▸ **QUOTED TEXT**:
= 2017 AFC Cup knockout stage =

Football competition in Asia

The 2017 AFC Cup knockout stage was played from 16 May to 4 November 2017. A total of 11 teams competed in the knockout stage to decide the champions of the 2017 AFC Cup.

==Qualified teams==
The following teams advanced from the group stage:
- The winners of each of the three groups and the best runners-up in the West Asia Zone (Groups A–C) and the ASEAN Zone (Groups F–H) advanced to the Zonal semi-finals.
- The winners of each group in the Central Asia Zone (Group D), the South Asia Zone (Group E), and the East Asia Zone (Group I) advanced to the Inter-zone play-off semi-finals.

▸ **AVAILABLE DATA**:
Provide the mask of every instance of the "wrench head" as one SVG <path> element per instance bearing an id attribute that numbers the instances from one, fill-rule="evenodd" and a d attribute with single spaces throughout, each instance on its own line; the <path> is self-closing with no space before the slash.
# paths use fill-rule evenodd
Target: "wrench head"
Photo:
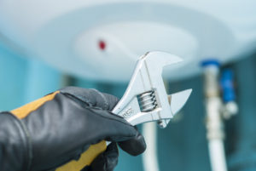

▸ **TASK STATEMENT**:
Continue the article on the 2017 AFC Cup knockout stage, starting right after its last sentence.

▸ **ANSWER FOR THE TASK**:
| Key to colours |
|---|
| Teams which enter the Inter-zone play-off semi-finals |
| Teams which enter the Zonal semi-finals |

| Zone | Group | Winners | Best Runners-up |
| West Asia Zone | A | IRQ Al-Zawraa | SYR Al-Wahda (Group B) |
| B | IRQ Al-Quwa Al-Jawiya |
| C | JOR Al-Wehdat |
| Central Asia Zone | D | TJK Istiklol | — |
| South Asia Zone | E | IND Bengaluru | — |
| ASEAN Zone | F | PHI Global Cebu | MAS Johor Darul Ta'zim (Group F) |
| G | PHI Ceres–Negros |
| H | SIN Home United |
| East Asia Zone | I | PRK April 25 | — |

==Format==

In the knockout stage, the 11 teams played a single-elimination tournament, with the teams split into the five zones until the Inter-zone play-off semi-finals. Each tie was played on a home-and-away two-legged basis, except the final which was played as a single match. The away goals rule (for two-legged ties), extra time (away goals would not apply in extra time) and penalty shoot-out were used to decide the winner if necessary (Regulations Article 11.3).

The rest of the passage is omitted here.